NA ESQUINA DO POSITIVISMO COM O JACOBINISMO REPUBLICANO: Reminiscências
da Esquina Republicana.
Passei minha infância e
adolescência (e parte da vida adulta) no ponto de encontro entre duas ruas bem
conhecidas em Santa Maria (RS), cujos nomes homenageavam duas figuras
importantes no contexto da construção do regime republicano (1889 – 1891) e de
sua afirmação nos planos simbólico e institucional: Benjamin Constant e Silva
Jardim.
Benjamin Constant (1837-1891) foi
intelectual e professor, de escolas civis e militares, republicano e
positivista. Foi um dos grandes divulgadores das doutrinas de Auguste Comte no
Brasil, um dos articuladores do golpe militar que derrubou a Monarquia, e
ocupou cargos importantes no governo provisório de Deodoro da Fonseca (Ministro
da Guerra e Ministro da Instrução Pública).
Silva Jardim encarnou a ideia
jacobina, a la Danton, de República, inspirada no modelo francês. Os jacobinos
brasileiros defendiam uma ideia de República considerada radical. Adversário
ferrenho do regime monárquico, Silva jardim participou ativamente da campanha
republicana.
Ambos morreram em 1891. Não viram
– como Lima Barreto e Euclides da Cunha viram, e se desencantaram – no que a República
se transformou. Constant morreu um pouco antes da Constituinte encerrar os seus
trabalhos e concluir a Constituição. Jardim morreu no vulcão Vesúvio, durante
uma visita, tragado por uma fenda que se abriu aos seus pés, antes do
jacobinismo se associar ao florianismo.
━━━
■ Enunciado A
Reproduza o trecho do texto sobre a esquina republicana de "Passei minha infância" até "da Instrução Pública).".
■ Enunciado B
Responda, com base no texto sobre a esquina republicana:
(i) Em que cidade ficava a esquina das ruas Benjamin Constant e Silva Jardim?
(ii) Que cargos Benjamin Constant ocupou no governo provisório de Deodoro da Fonseca?
(iii) Em que lugar morreu Silva Jardim?

■ Linhas de dados
━━━
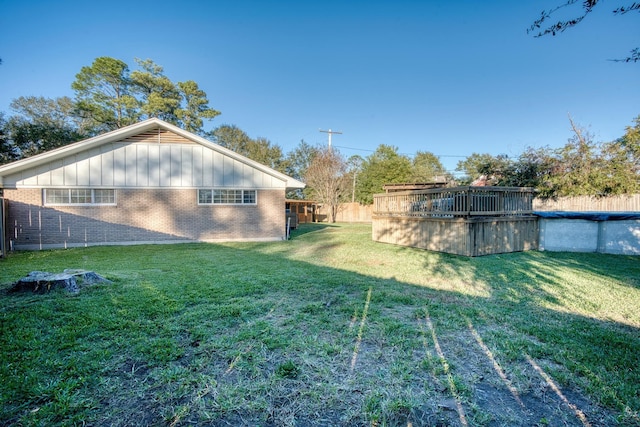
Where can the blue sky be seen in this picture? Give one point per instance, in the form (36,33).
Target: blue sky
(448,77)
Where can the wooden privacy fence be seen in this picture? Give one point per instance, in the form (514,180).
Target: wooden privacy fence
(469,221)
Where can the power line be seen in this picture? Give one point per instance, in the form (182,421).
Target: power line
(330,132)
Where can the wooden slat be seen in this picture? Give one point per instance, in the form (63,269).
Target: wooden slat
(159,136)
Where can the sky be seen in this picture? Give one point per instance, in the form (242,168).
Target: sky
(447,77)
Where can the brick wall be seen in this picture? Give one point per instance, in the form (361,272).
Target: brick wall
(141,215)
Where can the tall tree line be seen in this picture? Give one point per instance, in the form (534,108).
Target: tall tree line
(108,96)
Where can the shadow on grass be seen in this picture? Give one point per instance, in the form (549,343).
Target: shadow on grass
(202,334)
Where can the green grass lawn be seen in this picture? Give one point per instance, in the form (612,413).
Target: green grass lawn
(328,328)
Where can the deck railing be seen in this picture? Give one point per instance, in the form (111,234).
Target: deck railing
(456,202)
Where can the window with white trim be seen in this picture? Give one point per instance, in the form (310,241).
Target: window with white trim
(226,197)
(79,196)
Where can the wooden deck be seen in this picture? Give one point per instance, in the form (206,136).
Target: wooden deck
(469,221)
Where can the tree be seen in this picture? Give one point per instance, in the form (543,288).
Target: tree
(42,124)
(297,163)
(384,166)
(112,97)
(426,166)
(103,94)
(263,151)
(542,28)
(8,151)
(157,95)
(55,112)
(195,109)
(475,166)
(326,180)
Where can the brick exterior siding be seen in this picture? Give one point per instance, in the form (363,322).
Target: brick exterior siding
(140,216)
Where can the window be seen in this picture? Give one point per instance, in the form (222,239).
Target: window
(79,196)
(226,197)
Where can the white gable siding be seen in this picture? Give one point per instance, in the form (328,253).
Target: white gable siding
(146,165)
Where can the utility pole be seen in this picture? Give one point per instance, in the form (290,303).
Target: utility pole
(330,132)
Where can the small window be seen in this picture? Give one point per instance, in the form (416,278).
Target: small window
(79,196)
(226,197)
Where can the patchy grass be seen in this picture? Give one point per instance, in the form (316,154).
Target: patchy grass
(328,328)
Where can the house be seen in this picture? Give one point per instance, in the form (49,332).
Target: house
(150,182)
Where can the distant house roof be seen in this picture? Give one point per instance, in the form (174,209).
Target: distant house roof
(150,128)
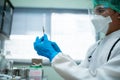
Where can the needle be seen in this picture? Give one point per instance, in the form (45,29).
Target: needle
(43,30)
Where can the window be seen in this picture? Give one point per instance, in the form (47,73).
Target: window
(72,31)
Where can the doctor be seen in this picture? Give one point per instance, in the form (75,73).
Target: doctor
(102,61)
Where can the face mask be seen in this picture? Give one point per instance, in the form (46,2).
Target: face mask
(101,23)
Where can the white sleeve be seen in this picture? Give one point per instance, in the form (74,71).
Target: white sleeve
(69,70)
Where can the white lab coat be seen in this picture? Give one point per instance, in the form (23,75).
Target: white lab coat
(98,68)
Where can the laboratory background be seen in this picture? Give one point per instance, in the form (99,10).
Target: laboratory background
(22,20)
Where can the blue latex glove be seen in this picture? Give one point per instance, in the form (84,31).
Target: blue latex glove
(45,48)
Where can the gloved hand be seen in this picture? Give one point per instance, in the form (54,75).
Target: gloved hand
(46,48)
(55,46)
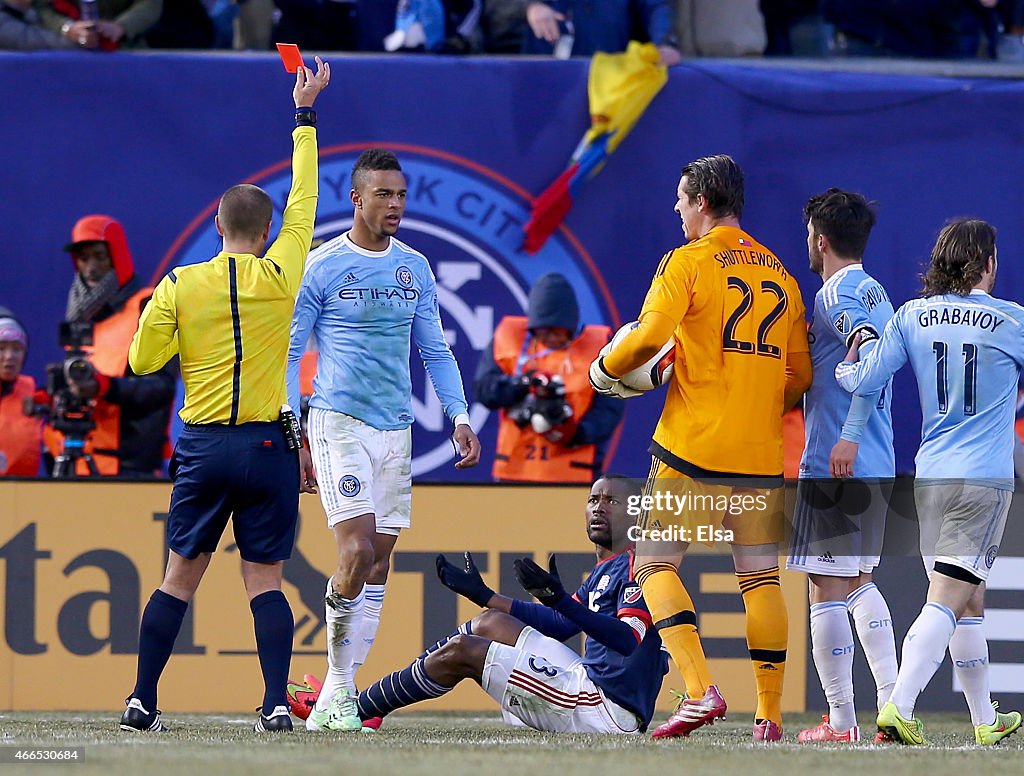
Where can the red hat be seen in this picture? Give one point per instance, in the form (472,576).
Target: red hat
━━━
■ Resultado A
Passei minha infância e
adolescência (e parte da vida adulta) no ponto de encontro entre duas ruas bem
conhecidas em Santa Maria (RS), cujos nomes homenageavam duas figuras
importantes no contexto da construção do regime republicano (1889 – 1891) e de
sua afirmação nos planos simbólico e institucional: Benjamin Constant e Silva
Jardim.
Benjamin Constant (1837-1891) foi
intelectual e professor, de escolas civis e militares, republicano e
positivista. Foi um dos grandes divulgadores das doutrinas de Auguste Comte no
Brasil, um dos articuladores do golpe militar que derrubou a Monarquia, e
ocupou cargos importantes no governo provisório de Deodoro da Fonseca (Ministro
da Guerra e Ministro da Instrução Pública).

■ Resultado B
(i) Em Santa Maria (RS).
(ii) Os cargos de Ministro da Guerra e de Ministro da Instrução Pública.
(iii) No vulcão Vesúvio, durante uma visita.